:: Task details ::
Please rewrite the material below with every "dirt surface" swapped for "bare ground" and everything else unchanged. Leave the pictures out.

:: Listed entries ::
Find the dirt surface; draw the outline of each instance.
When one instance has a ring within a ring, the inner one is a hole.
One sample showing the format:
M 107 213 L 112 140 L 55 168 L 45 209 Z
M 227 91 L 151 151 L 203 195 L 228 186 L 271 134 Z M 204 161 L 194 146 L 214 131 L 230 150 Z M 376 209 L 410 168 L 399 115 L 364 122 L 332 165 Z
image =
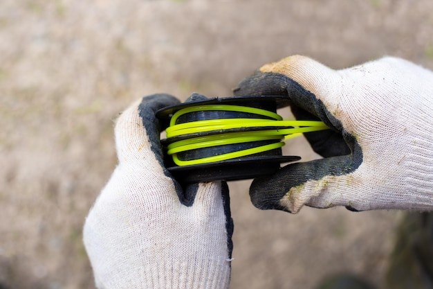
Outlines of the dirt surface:
M 392 55 L 433 68 L 433 2 L 2 0 L 0 280 L 91 288 L 84 218 L 116 164 L 113 123 L 135 99 L 226 96 L 300 53 L 333 68 Z M 317 157 L 299 139 L 286 154 Z M 400 218 L 252 207 L 230 184 L 232 288 L 313 288 L 349 272 L 379 285 Z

:: Exercise response ::
Find the bare ground; draw the outline of each instance.
When one instance has a ring within a ring, the inner one is a hole.
One sample showing the format:
M 107 213 L 112 140 L 55 168 L 45 209 Z
M 227 91 L 151 151 L 203 195 L 228 186 L 271 134 Z M 204 161 L 194 146 L 214 131 L 230 150 Z M 376 209 L 410 168 L 399 115 L 364 122 L 332 165 Z
image =
Outlines of the bare ground:
M 392 55 L 433 68 L 433 2 L 2 0 L 0 280 L 91 288 L 84 218 L 116 164 L 113 123 L 135 99 L 226 96 L 300 53 L 333 68 Z M 317 157 L 299 139 L 286 154 Z M 400 218 L 252 207 L 230 184 L 232 288 L 313 288 L 349 272 L 379 285 Z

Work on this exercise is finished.